• **WORK INSTRUCTION**: Copy out the story about the single dad and the food pantry word for word, from "Helping a Single" to "milk a day.".

• **PASSAGE TO READ**:
-------
Helping a Single Dad Keep Feeding His Kids
Juan Ornelas’ love language is cooking. The main recipients of that love are his kids, Joaquin and Xochitl, the people he calls his main purpose in life. So when Juan lost his job last November due to COVID-19 and affording food – paying all his bills, really – became a challenge, this single dad in Hammond, Indiana, was devastated.
“As long as the fridge is somewhat full, I’m happy,” Juan said. “It means my kids don’t have to want.” That’s no easy task in a house with a growing 16-year-old son, who drinks half a gallon of milk a day.
Thanks to Juan’s job as a chemical operator at a corn syrup refinery, supporting his kids – whom he’s raised on his own since they were very young – had been no problem. But losing that job, and being denied unemployment, changed that.
After he’d been out of work for four months, the bills started piling up. “We got so backed up,” Juan said. “The bills were about to bury me six feet under. It was so hard.”
A friend mentioned that his wife’s sister had gotten help from The Salvation Army and suggested Juan give them a call. When he contacted the Hammond-Munster Corps Community Center, he was happy to learn about their food pantry.
“The food they gave me was great. The customer service was great,” Juan said. “It meant I was able to feed my kids.” He recently made breaded chicken with broccoli pasta and bell peppers for dinner, all foods from the Army pantry.
A self-professed “mama’s boy,” Juan says he learned to cook at a young age, one of eight kids in his family. He said cooking was a way to express love, a concept that clearly stuck, and he said it boosts his mental health, no small thing for a single dad struggling to support his family in a global pandemic.
Juan was especially grateful for the special care he received at the Army pantry. The staff helped him find foods that work with his dietary needs as a diabetic and saved some Muscle Milk for his active son.
“I don’t know what we would have done without this help. They would have had to go hungry,” he said, referring to his children, a grave note in his voice. “The Salvation Army means help when you can’t find it elsewhere.”
-------
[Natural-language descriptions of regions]
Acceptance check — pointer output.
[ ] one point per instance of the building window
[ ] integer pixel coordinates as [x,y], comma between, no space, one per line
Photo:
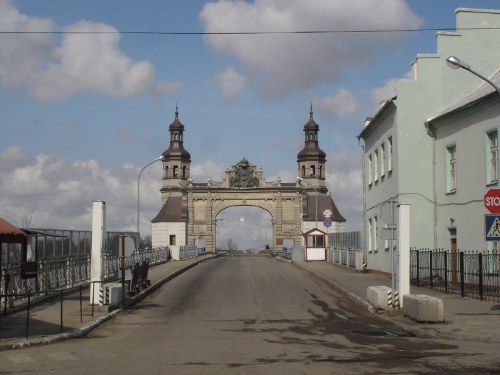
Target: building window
[382,160]
[389,154]
[492,158]
[386,242]
[370,229]
[315,241]
[370,170]
[451,169]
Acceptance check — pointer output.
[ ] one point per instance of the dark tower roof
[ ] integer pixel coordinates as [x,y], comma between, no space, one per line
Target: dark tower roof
[311,150]
[176,150]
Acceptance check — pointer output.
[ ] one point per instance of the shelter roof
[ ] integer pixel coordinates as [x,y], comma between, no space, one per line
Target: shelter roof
[174,210]
[322,202]
[10,233]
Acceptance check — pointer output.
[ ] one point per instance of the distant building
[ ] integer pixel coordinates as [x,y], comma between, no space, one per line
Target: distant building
[188,215]
[403,162]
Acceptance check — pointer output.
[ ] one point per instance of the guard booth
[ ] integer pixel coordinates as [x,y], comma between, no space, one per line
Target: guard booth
[315,245]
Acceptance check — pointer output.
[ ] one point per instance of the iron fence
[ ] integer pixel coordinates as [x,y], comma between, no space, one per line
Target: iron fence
[346,240]
[472,274]
[65,273]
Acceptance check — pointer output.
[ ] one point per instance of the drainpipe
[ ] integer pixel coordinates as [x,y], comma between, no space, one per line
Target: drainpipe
[364,201]
[433,136]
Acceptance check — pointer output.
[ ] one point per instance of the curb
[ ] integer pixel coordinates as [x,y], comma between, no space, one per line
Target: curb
[85,329]
[351,296]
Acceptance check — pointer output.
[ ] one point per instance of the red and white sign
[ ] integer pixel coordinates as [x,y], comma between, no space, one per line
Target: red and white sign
[492,201]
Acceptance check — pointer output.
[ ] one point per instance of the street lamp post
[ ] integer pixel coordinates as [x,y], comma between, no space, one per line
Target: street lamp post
[138,188]
[456,63]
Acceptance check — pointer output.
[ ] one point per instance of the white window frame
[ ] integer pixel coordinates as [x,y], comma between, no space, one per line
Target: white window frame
[370,169]
[370,238]
[451,168]
[382,160]
[492,157]
[389,154]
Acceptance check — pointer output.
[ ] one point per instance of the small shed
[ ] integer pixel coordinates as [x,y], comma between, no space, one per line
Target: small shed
[315,244]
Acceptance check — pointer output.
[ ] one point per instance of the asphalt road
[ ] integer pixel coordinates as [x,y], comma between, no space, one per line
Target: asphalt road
[249,315]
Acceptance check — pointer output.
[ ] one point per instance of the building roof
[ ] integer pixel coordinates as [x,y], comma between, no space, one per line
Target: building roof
[9,233]
[173,211]
[375,119]
[323,202]
[478,94]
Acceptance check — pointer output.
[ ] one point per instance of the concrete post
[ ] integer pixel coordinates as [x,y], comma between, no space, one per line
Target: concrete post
[98,231]
[403,285]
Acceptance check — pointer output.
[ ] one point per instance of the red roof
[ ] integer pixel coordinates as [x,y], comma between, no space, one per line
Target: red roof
[10,233]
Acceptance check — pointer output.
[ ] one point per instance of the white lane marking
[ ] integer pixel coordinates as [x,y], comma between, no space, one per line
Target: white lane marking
[20,358]
[61,356]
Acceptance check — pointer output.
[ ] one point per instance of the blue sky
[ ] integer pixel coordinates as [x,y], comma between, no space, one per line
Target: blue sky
[81,114]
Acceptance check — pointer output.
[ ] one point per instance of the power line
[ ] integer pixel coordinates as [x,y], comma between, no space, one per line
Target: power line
[354,31]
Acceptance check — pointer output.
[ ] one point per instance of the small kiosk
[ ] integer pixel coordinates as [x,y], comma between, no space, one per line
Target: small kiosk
[315,244]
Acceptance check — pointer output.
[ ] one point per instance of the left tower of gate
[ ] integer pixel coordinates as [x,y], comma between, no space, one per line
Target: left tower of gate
[169,227]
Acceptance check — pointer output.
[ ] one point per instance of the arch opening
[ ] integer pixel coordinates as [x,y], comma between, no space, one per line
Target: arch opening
[246,229]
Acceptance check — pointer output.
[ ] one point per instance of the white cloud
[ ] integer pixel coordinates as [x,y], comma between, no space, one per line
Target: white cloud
[280,64]
[21,54]
[230,83]
[388,91]
[94,62]
[342,104]
[82,62]
[60,194]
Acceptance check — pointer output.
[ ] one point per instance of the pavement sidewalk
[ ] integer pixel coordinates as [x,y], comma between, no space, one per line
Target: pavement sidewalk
[465,319]
[44,323]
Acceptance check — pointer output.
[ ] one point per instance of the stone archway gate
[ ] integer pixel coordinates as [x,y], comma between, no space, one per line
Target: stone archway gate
[244,185]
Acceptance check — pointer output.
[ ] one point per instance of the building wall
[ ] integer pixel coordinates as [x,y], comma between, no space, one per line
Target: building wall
[432,88]
[161,233]
[380,189]
[460,214]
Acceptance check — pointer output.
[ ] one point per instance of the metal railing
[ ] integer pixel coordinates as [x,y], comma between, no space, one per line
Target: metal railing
[191,251]
[472,274]
[65,273]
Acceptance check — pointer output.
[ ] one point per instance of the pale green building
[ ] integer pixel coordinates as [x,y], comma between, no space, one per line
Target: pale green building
[401,157]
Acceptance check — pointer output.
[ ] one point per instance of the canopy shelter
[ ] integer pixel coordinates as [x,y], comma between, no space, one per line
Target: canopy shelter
[10,234]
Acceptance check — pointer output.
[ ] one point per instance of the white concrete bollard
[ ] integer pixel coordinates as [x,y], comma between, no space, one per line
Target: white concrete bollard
[423,308]
[379,296]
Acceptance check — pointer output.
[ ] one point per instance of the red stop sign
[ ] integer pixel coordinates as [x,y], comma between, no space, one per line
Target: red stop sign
[492,201]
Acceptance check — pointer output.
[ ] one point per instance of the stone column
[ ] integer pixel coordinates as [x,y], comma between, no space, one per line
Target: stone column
[98,232]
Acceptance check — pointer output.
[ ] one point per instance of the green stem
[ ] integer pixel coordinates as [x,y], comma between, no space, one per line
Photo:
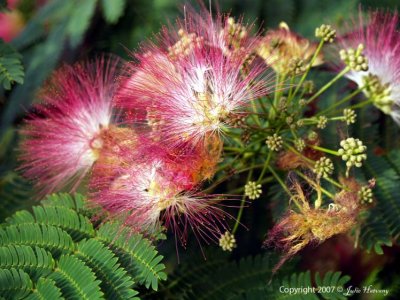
-------
• **TASK RESULT**:
Helping a Single Dad Keep Feeding His Kids
Juan Ornelas’ love language is cooking. The main recipients of that love are his kids, Joaquin and Xochitl, the people he calls his main purpose in life. So when Juan lost his job last November due to COVID-19 and affording food – paying all his bills, really – became a challenge, this single dad in Hammond, Indiana, was devastated.
“As long as the fridge is somewhat full, I’m happy,” Juan said. “It means my kids don’t have to want.” That’s no easy task in a house with a growing 16-year-old son, who drinks half a gallon of milk a day.